*** DATA EXCERPTS ***

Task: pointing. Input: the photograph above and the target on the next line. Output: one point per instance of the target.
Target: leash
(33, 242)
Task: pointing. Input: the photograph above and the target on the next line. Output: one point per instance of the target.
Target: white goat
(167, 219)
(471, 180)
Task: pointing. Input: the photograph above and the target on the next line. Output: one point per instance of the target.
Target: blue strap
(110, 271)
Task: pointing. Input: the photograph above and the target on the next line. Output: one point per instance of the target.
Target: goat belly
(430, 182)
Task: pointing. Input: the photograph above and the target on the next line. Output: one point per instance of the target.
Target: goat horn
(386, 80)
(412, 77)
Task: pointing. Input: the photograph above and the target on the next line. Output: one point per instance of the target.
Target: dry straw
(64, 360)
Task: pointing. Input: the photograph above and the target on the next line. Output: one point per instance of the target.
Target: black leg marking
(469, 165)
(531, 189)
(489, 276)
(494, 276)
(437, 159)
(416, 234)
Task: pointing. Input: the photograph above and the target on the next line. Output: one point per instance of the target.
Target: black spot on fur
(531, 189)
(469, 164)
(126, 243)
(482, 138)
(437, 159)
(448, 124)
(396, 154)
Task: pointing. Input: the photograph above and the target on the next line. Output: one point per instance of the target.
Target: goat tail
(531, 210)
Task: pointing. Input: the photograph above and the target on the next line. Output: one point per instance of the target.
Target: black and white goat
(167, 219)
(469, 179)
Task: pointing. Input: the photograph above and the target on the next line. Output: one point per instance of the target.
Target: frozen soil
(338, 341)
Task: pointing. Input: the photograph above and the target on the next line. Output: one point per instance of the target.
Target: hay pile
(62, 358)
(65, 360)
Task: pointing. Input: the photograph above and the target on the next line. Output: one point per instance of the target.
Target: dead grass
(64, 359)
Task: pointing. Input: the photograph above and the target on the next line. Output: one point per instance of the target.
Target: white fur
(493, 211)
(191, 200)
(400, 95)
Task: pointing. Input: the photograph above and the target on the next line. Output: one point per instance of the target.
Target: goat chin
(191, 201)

***

# [AIM OF THE TASK]
Everything from the line containing "Target: goat tail" through the last line above should be set down exactly; include no other lines.

# [ANSWER BELOW]
Target: goat tail
(531, 210)
Task: pointing. Input: the photograph above and the target on the next line. Output: one point per instance of the target.
Target: black and white goat
(167, 219)
(469, 179)
Task: pointing. Input: the photograph above and the target on the next line. Output: one point per instance of the target.
Target: frozen soil
(338, 341)
Task: pointing. Input: the photograph above and the target on the next line. Output: one point per instance of the target.
Target: hay pile
(62, 358)
(65, 360)
Task: pointing. Input: the photograph above and the target on the next line. Output: one point per instance of the target.
Target: dead grass
(64, 359)
Task: pointing. Input: the photograph above and the target on the next line. Output: one point per instance of the target.
Target: white fur
(493, 211)
(191, 200)
(400, 95)
Task: pointing. Input: the photograph above and the target on the next line. Output: one point per instance of the target.
Target: goat chin
(191, 201)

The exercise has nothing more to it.